● Work to do:
Rewrite the stretch of rows that opens with the line containing "Where can you spot the green grass" and closes with the line containing "column 328, row 362", changing every "Drop" to "Place" and leaving all else as it is. Return only those lines.

● Data for this exercise:
>>

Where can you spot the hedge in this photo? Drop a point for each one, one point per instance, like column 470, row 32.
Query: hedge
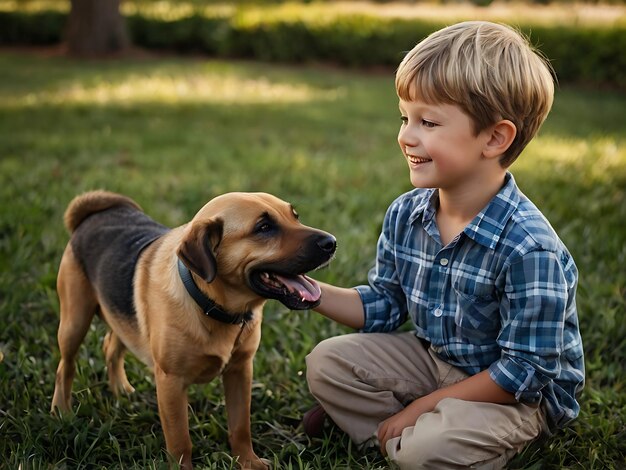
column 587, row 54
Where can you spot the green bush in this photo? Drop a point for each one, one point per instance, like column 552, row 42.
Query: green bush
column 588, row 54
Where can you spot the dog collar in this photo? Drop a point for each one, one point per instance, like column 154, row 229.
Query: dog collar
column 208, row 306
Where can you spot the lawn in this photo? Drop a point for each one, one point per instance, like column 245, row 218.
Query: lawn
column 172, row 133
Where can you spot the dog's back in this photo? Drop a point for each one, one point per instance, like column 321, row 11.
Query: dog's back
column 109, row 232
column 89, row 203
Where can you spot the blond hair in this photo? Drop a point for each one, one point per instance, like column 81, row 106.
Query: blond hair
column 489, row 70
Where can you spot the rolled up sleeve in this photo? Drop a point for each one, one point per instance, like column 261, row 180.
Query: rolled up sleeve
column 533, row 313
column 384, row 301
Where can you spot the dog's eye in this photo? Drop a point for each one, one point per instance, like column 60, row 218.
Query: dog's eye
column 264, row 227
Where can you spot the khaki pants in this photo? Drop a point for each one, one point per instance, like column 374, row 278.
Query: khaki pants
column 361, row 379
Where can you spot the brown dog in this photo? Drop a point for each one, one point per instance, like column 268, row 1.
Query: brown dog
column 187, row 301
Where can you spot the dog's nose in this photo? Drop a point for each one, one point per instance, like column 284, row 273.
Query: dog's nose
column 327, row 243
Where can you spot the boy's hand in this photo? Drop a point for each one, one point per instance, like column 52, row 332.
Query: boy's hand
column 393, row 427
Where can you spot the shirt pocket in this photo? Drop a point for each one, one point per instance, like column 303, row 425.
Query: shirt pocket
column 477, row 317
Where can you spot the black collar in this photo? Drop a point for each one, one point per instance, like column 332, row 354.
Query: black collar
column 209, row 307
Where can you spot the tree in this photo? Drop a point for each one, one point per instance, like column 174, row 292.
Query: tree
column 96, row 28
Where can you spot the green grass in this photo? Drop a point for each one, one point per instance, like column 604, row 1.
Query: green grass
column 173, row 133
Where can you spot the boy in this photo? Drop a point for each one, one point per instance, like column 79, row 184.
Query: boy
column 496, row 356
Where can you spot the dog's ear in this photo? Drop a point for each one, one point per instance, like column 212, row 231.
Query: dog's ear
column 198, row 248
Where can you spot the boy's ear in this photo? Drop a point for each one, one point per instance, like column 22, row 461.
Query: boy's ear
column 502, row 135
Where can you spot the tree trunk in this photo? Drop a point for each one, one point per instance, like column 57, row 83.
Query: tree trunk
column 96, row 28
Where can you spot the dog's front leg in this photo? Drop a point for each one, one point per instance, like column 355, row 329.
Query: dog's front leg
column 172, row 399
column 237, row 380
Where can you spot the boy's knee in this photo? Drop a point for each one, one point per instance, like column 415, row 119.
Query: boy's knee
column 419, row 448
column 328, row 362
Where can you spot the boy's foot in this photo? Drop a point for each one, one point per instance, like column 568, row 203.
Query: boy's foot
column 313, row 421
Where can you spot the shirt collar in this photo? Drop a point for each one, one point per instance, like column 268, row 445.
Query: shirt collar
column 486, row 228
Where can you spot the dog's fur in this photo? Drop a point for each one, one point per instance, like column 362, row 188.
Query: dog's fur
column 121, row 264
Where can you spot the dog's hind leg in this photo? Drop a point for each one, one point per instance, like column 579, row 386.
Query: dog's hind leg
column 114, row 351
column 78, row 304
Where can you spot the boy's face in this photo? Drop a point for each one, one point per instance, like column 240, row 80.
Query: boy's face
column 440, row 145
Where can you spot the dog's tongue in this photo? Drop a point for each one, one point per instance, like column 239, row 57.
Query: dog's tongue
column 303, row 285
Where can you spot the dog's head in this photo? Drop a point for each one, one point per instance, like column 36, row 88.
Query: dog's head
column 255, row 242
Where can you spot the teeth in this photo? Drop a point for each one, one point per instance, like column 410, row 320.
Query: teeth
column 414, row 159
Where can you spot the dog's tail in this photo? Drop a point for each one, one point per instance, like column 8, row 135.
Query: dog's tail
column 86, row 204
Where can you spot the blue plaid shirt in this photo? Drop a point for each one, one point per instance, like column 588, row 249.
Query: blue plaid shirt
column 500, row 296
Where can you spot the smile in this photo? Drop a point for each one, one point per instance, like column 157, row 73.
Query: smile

<<

● Result:
Where can you spot the green grass in this photo? Place a point for each one, one point per instance, like column 604, row 1.
Query: green grass
column 173, row 133
Where can you spot the boy in this photo? Place a point for each one, one point per instance, like column 79, row 184.
Query: boy
column 496, row 356
Where can you spot the dog's ear in this photo? Place a point for each one, one point per instance, like column 212, row 231.
Query: dog's ear
column 198, row 248
Where can you spot the boy's ear in this photo? Place a point for each one, one point per instance, like column 22, row 461.
Query: boy's ear
column 502, row 135
Where can you spot the tree trunk in this photo? Place a point for each one, one point per instance, like column 57, row 83.
Query: tree trunk
column 96, row 28
Where can you spot the dog's front leg in this photo? Place a point for each one, one point per instance, like column 355, row 329.
Query: dog's front leg
column 172, row 399
column 237, row 380
Where can you spot the boy's knee in this photo? Place a point for each one, one point per instance, like column 415, row 119.
Query: boy's knee
column 419, row 448
column 328, row 362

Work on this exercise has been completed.